BEGIN Information supplied
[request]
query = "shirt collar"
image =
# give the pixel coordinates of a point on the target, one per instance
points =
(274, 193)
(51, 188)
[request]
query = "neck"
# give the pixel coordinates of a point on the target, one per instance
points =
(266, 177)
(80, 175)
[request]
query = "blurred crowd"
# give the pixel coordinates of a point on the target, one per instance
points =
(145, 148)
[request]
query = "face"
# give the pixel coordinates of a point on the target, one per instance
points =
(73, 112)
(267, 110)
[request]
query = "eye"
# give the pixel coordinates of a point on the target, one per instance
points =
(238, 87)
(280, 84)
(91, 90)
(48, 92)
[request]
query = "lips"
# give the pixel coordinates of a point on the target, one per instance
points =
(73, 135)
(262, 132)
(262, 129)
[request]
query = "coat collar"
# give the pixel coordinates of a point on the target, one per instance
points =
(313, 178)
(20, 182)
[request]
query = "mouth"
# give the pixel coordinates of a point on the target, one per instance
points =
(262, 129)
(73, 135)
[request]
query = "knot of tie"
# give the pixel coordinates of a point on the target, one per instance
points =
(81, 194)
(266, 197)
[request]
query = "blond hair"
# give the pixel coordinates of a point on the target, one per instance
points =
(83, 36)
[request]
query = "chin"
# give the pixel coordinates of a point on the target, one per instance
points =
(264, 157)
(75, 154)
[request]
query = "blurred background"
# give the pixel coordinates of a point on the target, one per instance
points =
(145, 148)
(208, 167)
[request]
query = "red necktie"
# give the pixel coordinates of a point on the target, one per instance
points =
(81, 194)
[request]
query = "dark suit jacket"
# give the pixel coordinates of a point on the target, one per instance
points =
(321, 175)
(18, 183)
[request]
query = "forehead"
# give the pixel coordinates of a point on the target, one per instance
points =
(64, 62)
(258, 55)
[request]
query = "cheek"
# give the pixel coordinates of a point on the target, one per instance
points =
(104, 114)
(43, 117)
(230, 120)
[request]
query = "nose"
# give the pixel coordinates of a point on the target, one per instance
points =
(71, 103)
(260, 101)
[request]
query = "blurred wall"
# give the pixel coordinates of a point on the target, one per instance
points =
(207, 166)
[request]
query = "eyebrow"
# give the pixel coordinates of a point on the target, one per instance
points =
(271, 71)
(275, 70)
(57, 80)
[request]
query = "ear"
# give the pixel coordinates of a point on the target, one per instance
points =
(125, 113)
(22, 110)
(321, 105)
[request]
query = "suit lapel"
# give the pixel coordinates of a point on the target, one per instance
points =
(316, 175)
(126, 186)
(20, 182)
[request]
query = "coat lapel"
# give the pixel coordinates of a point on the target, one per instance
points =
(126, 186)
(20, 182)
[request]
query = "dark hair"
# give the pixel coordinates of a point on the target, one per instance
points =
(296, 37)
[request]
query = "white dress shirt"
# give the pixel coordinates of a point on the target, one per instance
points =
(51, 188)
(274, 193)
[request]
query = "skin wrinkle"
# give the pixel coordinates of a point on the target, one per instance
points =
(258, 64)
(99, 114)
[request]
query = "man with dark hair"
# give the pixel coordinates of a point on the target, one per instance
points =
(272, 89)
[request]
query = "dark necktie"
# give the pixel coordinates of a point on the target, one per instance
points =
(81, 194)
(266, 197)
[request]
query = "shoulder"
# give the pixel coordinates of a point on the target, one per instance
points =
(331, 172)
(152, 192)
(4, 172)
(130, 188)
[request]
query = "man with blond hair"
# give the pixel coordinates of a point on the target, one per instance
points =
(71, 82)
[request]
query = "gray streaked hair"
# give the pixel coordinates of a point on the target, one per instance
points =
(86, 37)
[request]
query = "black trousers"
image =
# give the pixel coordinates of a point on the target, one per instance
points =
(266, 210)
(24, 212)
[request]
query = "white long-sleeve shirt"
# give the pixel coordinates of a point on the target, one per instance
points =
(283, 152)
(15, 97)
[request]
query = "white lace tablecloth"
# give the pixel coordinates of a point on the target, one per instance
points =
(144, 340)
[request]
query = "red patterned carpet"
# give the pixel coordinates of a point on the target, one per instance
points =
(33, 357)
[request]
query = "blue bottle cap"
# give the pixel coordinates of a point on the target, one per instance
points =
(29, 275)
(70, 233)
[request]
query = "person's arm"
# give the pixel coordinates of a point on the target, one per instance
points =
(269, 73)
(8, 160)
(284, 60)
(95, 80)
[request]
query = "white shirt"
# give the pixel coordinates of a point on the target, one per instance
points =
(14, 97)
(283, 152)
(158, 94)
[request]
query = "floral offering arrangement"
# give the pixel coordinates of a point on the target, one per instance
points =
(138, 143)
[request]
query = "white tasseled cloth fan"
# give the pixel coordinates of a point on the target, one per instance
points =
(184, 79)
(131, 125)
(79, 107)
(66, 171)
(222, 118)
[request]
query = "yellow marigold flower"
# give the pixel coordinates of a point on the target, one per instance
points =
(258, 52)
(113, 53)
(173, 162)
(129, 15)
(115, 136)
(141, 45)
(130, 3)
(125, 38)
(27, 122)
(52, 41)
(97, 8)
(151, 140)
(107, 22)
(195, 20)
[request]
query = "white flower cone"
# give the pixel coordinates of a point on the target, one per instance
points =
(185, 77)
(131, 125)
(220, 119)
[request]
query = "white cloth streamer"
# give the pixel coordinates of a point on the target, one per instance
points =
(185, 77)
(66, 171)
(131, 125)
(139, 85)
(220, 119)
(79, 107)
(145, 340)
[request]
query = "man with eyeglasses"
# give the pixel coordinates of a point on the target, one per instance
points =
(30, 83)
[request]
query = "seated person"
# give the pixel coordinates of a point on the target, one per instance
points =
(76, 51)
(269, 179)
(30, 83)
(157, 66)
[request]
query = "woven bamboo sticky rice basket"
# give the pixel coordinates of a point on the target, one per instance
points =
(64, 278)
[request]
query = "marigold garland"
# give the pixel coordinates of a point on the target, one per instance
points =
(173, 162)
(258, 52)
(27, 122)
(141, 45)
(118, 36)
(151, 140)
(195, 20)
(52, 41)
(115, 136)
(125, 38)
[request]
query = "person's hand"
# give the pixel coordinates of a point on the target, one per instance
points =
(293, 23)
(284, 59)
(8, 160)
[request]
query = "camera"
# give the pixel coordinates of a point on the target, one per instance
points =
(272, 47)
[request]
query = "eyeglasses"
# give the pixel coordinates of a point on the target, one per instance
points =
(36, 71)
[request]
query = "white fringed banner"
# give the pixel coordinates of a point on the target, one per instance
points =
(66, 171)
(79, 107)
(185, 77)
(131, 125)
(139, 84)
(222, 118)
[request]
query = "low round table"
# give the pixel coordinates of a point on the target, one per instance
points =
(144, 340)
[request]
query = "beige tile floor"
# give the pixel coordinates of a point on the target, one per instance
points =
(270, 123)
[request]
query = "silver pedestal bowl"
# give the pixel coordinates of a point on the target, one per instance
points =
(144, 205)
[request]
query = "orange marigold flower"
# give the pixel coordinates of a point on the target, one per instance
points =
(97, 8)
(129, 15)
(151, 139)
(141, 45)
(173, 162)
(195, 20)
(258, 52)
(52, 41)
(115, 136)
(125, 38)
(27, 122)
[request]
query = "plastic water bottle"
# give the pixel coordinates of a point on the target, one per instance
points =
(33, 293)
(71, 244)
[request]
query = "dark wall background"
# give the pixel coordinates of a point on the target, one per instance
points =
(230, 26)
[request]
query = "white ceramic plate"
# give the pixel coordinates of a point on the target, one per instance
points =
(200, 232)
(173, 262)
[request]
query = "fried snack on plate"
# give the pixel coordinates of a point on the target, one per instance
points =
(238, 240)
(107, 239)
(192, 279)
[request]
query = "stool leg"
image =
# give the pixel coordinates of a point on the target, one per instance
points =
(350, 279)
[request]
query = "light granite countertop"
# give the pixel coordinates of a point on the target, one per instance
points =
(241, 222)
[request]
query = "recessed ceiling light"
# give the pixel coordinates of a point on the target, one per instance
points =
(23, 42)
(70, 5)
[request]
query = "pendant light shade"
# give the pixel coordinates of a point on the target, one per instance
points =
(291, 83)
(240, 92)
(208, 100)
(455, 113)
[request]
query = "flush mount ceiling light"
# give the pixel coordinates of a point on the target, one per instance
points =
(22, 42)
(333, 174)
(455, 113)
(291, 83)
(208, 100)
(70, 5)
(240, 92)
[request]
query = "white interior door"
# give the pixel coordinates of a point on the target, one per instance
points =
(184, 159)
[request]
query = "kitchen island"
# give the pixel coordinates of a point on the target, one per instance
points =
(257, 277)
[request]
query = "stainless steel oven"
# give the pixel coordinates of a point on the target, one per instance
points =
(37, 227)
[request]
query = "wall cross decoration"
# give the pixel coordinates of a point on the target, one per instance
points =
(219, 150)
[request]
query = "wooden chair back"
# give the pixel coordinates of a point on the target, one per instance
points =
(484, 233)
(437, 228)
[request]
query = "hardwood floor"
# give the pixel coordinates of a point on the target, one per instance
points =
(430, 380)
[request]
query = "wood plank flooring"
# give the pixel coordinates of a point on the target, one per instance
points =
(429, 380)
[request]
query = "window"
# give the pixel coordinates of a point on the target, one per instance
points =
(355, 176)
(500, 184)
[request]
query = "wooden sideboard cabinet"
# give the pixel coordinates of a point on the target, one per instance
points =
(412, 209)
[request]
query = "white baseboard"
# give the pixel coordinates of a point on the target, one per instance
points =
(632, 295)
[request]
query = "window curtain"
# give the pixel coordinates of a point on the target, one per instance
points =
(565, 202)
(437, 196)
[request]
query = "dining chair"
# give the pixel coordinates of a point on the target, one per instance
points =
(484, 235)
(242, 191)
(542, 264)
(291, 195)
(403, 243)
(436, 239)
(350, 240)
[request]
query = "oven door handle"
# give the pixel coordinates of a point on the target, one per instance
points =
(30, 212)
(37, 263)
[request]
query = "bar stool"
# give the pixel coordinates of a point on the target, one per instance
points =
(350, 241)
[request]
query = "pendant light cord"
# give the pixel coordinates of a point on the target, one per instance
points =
END Information supplied
**Exercise brief**
Please go over the data above and copy each line with "suit" in it.

**Output**
query = "dark suit jacket"
query = "suit lapel"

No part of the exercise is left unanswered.